* [Requirement]: Reproduce the entire listing below word for word, omitting the pictures.

==== Record list

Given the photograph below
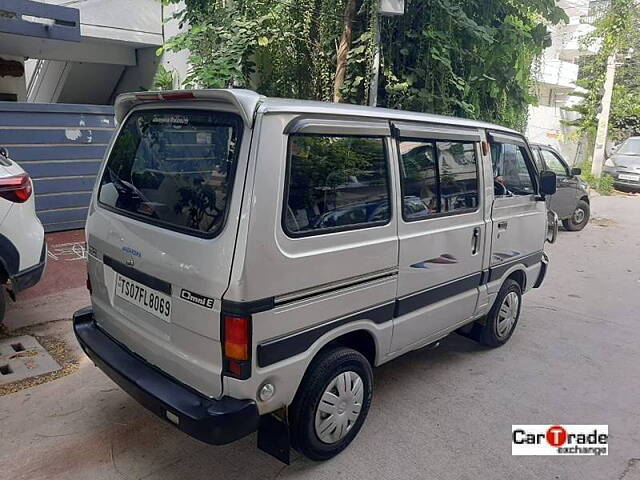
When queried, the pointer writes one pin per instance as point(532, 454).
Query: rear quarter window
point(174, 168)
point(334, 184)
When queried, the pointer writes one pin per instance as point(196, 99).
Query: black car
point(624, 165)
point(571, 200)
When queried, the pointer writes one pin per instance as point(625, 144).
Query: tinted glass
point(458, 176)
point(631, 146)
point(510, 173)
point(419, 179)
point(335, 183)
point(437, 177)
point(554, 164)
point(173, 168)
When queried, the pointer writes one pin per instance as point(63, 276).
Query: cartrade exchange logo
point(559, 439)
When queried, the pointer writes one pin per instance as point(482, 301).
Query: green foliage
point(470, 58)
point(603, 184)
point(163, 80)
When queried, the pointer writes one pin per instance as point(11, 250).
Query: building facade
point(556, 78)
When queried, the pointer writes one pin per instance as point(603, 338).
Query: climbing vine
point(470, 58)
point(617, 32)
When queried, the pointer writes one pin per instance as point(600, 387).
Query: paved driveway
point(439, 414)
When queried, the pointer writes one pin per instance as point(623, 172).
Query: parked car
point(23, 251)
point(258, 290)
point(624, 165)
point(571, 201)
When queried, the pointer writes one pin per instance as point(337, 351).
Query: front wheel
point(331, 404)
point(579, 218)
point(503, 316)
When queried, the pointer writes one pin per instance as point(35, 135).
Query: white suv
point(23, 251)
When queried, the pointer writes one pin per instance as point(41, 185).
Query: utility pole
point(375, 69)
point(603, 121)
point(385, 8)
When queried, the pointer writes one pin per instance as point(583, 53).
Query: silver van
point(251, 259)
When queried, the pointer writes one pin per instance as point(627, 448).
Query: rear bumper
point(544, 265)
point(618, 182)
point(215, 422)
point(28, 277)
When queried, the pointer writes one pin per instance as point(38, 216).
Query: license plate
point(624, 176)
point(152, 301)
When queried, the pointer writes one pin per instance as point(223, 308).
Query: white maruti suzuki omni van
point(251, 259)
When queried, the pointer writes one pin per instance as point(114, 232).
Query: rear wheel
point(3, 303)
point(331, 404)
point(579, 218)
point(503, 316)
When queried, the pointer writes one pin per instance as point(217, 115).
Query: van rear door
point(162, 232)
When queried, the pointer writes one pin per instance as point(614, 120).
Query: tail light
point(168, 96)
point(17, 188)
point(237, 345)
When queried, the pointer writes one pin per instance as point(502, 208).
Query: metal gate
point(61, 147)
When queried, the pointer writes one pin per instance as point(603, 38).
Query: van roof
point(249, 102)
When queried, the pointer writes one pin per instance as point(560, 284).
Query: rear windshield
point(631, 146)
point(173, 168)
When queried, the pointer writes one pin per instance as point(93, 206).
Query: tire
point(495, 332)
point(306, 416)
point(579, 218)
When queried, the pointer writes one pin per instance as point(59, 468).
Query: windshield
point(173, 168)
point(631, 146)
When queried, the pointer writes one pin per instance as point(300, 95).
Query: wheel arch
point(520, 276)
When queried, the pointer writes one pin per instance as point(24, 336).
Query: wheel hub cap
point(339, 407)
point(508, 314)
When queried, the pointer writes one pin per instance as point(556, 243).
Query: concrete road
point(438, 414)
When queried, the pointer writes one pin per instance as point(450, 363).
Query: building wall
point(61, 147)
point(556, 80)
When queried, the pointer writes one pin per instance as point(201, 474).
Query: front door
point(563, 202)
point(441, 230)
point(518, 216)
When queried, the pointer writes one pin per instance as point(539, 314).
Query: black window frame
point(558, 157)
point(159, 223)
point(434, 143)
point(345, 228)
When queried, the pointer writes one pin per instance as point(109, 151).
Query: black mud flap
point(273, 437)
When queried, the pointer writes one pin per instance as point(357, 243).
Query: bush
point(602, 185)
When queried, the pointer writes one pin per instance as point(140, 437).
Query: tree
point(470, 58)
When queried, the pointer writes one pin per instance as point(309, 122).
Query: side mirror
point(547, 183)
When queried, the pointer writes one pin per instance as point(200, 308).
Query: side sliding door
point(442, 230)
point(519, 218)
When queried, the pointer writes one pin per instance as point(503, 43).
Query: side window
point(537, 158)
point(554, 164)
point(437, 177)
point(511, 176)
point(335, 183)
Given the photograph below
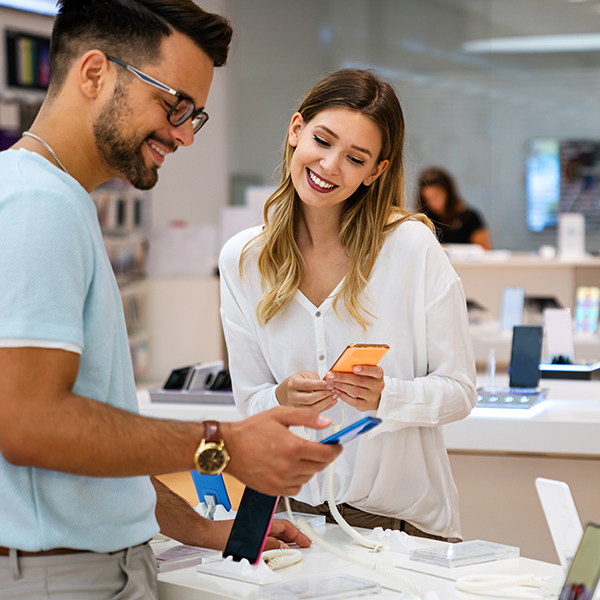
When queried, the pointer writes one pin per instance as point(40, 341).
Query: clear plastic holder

========

* [Task output]:
Given the photograph below
When queried, the pointer writes one pin per instance as point(532, 454).
Query: rear quarter window
point(174, 168)
point(334, 184)
When queried, the pointer writes one pin per instance as point(196, 99).
Query: black car
point(624, 165)
point(571, 200)
When queried, the pointer writes one pin per instance as point(625, 144).
Query: tinted glass
point(458, 176)
point(631, 146)
point(510, 173)
point(419, 179)
point(335, 183)
point(437, 177)
point(554, 164)
point(173, 168)
When queried, the pointer writes one pin per instance as point(63, 276).
Query: cartrade exchange logo
point(559, 439)
When queried, the pointer writes one pin per instance as point(482, 301).
Query: green foliage
point(470, 58)
point(603, 184)
point(163, 80)
When queried, the pointer writes one pin per instance as point(11, 250).
Query: building facade
point(556, 78)
When queried, the pointer writes one pin per instance as point(603, 338).
Query: climbing vine
point(470, 58)
point(617, 32)
When queried, the pointer writes one pin per instance as point(600, 387).
Query: paved driveway
point(439, 414)
When queried, the pointer writes one pin per instance as point(623, 172).
Query: parked car
point(23, 251)
point(258, 290)
point(624, 165)
point(571, 201)
When queried, the pointer writes one pin per instance as point(337, 351).
Query: front wheel
point(331, 404)
point(579, 218)
point(503, 316)
When queried, the pointer writes one pin per instance as point(35, 135).
Query: white suv
point(23, 251)
When queried, the pointer writes one pin per instance as point(41, 185).
Query: utility pole
point(375, 69)
point(603, 121)
point(385, 8)
When queried, the pointer writes one pin per instance as point(583, 53).
Query: silver van
point(251, 259)
When queried, the pointer writes one pin per instance as point(627, 448).
Query: rear bumper
point(544, 265)
point(618, 182)
point(215, 422)
point(28, 277)
When queried, the pointer writes one pin per instance as point(38, 216).
Query: license plate
point(624, 176)
point(152, 301)
When queried, the pointer writes one pin per instance as point(223, 308).
Query: white maruti suzuki omni van
point(251, 259)
When queried, the pointer writes one pin per instance as point(114, 232).
Query: rear wheel
point(3, 303)
point(331, 404)
point(579, 218)
point(503, 316)
When queried, the pointer writes one pin per instance as point(217, 115).
Query: van rear door
point(162, 232)
When queried, the pointer writes one pin per instance as point(614, 120).
Query: tail light
point(168, 96)
point(17, 188)
point(237, 345)
When queried, the pointer writes one pin per instance as point(502, 208).
Query: metal gate
point(61, 147)
When queried, the pointer writes one pin per instance as point(603, 38).
Query: van roof
point(249, 102)
When queried, the pointer writes one pin per instance as point(560, 284).
Query: rear windshield
point(631, 146)
point(173, 168)
When queried, the pointer writes one pin per instance as point(93, 206).
Query: tire
point(495, 332)
point(306, 416)
point(579, 218)
When queried, the pointer writes one pin per instance as point(59, 468).
Query: windshield
point(173, 168)
point(631, 146)
When queried, the pointer writes one pin per instance as point(300, 95).
Query: wheel arch
point(520, 276)
When queried, the pointer writes one pin per instance as point(24, 336).
Query: wheel hub cap
point(339, 407)
point(508, 314)
When queried, the pointer writes one pin per instance as point(556, 243).
Query: concrete road
point(438, 414)
When queried, the pointer writes one pin per instance as point(450, 363).
Query: building wall
point(61, 147)
point(556, 80)
When queried, the pointer writes one pin per instance as point(201, 474).
Query: front door
point(563, 202)
point(441, 230)
point(518, 216)
When queried, the pointer writes one pin per instance as point(539, 314).
Query: black window frame
point(558, 157)
point(159, 223)
point(434, 143)
point(345, 228)
When queried, the pointer writes one pin per instance as point(109, 151).
Query: black mud flap
point(273, 437)
When queried, the pointer writes one pin per instance as point(357, 243).
Query: bush
point(602, 185)
When queried, the pointer writes one pin per instance as point(140, 437).
Query: tree
point(470, 58)
When queried, the pointer writes one pin per instance as point(309, 122).
Query: side mirror
point(547, 183)
When queried, the pointer writes one pin per instance as point(200, 308).
Query: side sliding door
point(442, 230)
point(519, 218)
When queried, the pointer writes one pin per instance as point(503, 43).
Query: side window
point(537, 158)
point(554, 164)
point(437, 177)
point(511, 176)
point(335, 183)
Given the photograph below
When queried, the pointer writes one pin per instance as point(40, 341).
Query: clear plastic holder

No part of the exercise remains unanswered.